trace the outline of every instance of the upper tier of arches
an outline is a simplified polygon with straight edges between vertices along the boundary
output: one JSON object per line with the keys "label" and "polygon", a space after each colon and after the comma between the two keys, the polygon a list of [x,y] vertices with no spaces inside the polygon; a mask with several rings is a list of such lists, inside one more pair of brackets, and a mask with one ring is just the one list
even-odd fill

+ + +

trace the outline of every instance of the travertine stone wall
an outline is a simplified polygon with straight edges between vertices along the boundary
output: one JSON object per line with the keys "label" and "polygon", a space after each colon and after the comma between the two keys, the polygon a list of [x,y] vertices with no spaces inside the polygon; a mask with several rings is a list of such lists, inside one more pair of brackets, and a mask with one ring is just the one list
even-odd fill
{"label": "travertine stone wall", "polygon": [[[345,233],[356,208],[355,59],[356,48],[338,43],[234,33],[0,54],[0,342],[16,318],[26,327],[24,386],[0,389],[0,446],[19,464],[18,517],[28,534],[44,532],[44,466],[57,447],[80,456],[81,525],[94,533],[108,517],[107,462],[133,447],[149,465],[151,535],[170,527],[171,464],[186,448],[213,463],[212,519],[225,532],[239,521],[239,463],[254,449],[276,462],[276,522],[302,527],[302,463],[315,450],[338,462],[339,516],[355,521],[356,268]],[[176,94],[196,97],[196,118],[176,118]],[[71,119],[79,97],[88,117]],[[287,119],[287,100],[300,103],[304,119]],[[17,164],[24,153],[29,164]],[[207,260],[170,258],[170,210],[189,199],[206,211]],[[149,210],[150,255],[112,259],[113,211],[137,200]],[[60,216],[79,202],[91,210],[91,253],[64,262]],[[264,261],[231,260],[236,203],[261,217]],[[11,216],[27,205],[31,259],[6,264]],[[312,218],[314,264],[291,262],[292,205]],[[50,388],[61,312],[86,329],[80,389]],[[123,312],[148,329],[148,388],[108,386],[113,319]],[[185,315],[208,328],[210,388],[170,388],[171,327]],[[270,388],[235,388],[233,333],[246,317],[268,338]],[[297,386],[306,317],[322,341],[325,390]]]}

+ + +

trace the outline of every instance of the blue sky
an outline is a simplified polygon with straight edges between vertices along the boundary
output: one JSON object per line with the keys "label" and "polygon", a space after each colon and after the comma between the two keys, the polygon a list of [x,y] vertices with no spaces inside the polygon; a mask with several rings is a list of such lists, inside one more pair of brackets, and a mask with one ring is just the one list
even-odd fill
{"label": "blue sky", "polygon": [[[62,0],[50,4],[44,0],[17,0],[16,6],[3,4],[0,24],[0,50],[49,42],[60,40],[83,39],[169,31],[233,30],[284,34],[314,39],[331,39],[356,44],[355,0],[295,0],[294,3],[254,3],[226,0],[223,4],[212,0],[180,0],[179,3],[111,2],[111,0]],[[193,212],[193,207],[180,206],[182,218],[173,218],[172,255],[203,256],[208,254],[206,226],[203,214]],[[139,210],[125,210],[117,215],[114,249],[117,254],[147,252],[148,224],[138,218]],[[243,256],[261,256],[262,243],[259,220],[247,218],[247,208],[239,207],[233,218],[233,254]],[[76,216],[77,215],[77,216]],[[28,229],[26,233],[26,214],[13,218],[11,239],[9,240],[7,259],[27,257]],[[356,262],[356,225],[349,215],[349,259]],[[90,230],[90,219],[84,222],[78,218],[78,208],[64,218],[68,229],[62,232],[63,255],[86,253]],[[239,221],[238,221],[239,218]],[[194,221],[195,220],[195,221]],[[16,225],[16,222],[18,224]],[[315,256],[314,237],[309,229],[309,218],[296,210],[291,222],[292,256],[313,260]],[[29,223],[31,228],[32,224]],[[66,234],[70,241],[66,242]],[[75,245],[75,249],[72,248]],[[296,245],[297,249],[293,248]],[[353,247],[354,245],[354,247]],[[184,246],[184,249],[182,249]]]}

+ + +

Encargo. Extrae, por favor, cada línea de los ítems de arriba que contenga la cadena "trace". Distingue entre mayúsculas y minúsculas.

Resultado correcto.
trace the outline of every instance of the upper tier of arches
trace the outline of every instance of the travertine stone wall
trace the outline of every instance of the blue sky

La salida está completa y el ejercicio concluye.